DOCUMENT:
A leading broker has voiced frustration over the lack of clarity from lenders over the documentation and evidence they need to service loans.

Following the suggestion during the Royal Commission into Misconduct in the Banking, Superannuation and Financial Services Industry that ANZ was “non-compliant with the National Credit Act, responsible lending obligations and with regulatory guides issued by ASIC” by not verifying “inconsistent” living expenses, many lenders have been tightening up their credit policies around expenses and benchmarking.

The Commonwealth Bank of Australia (CBA) brought in new debt-to-income measurements for borrowers last month, and Westpac updated its expense guidelines, requiring borrowers to provide documentation at an “itemised and granular level” across 13 different categories and include expenses that will continue after settlement as well as debts with other institutions. 

Building on concerns raised that the ongoing crackdown on living expenses is an “overkill”, Aussie Parramatta principal Ross Le Quesne told The Adviser that he believes there was still a lot of confusion over what exactly lenders want to see to satisfy expense checks.

 
 

Speaking to The Adviser, Mr Le Quesne said: “I do a lot of property investors and we’re now seeing property-related investment expenses as a separate line for those criteria.

“So, where clients may think they have a positively geared property portfolio and it’s looking after itself and not costing them a lot of money, that needs to now be detailed in an investment property’s line. And that obviously takes away from what they can afford to repay and what they can afford to borrow.”

However, the leading broker said that one major source of frustration was a lack of coherence around what is actually required to service a loan.

The leading broker said: “The market is definitely different. I think there is a lot of fear in the market at the moment because with the things that are coming out of the royal commission, it means that [lenders are] being very conservative from a risk profile.

GIVEN REQUEST A: In the article on lenders' expense checks, across how many categories does Westpac now require borrowers to document their expenses?
GIVEN REQUEST B: Decide whether each statement agrees with the article on lenders' expense checks, answering yes or no and quoting the deciding words: (i) CBA introduced new debt-to-income measurements for borrowers last month. (ii) Ross Le Quesne is a principal at Aussie Parramatta. (iii) Mr Le Quesne says lenders are taking a relaxed approach to risk.
GIVEN REQUEST C: Please continue the article on lenders' expense checks, picking up after its last sentence.
You won't need the data that comes next.

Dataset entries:
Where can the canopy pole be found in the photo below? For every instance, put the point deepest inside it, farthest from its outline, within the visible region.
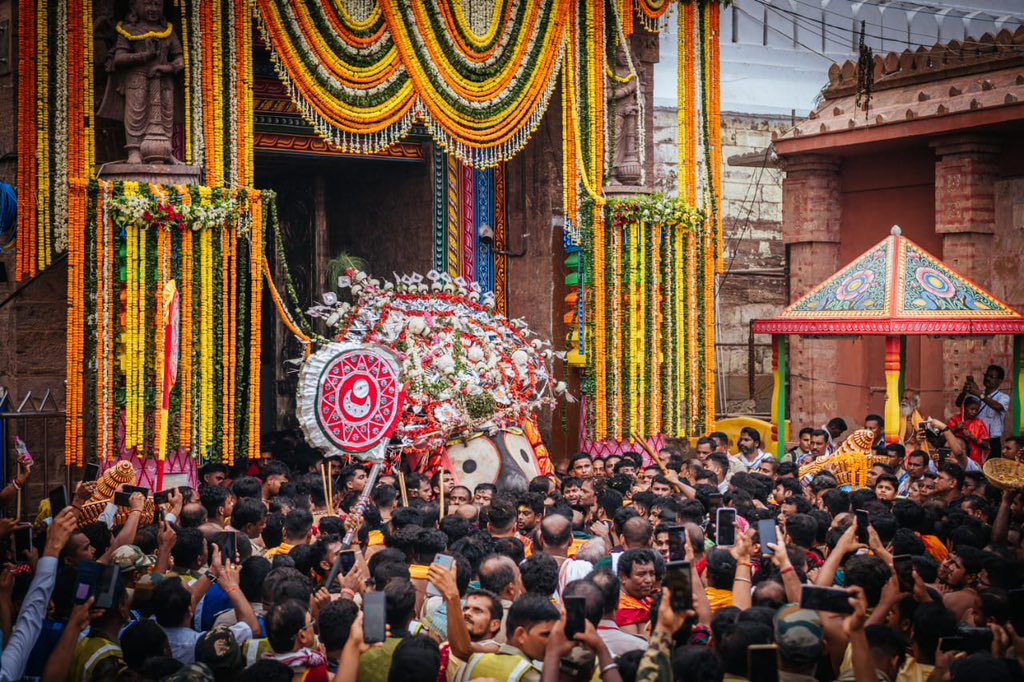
(902, 365)
(778, 369)
(1018, 377)
(894, 374)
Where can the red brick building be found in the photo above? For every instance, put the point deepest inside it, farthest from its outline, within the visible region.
(938, 151)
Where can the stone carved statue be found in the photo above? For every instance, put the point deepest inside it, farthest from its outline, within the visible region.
(626, 168)
(143, 69)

TASK RESULT A: 13 different categories.

TASK RESULT B:
(i) Yes: "brought in new debt-to-income measurements for borrowers last month"
(ii) Yes: "Aussie Parramatta principal Ross Le Quesne"
(iii) No: "being very conservative from a risk profile"

TASK RESULT C:
“No one is prepared to go outside the lines. So, the number of documents that we are getting asked for, as brokers, has significantly increased [because] the banks want to dot the i’s and cross the t’s of a lot of their files.” 

He continued: “I don’t think the banks even know what documents they want right now. You can practically tear up their checklists because they are coming up with all this stuff that is not even on their checklist. 

“This is what is frustrating and challenging for brokers in the market right now because it is an unknown. As soon as we know exactly what we need to provide and our systems and processes can change to be able to provide that on a consistent basis, then it will set in to the new normal.

“But the period of change is frustrating for us and it’s frustrating for clients, because there is not that clear expectation and guidelines in place.”

The broker added that the additional checks and multiple touch points had led to a slowdown of approvals (which ANZ CEO Shayne Elliott had previously warned would be a likely outcome of tougher expense checks), highlighting a case where a lender came back for clarification on a $79.99 iiNet charge on a borrower’s statement. 

“Everyone knows that is an internet charge, so the level of detail is crazy… and it definitely has slowed down approvals,” Mr Le Quesne said.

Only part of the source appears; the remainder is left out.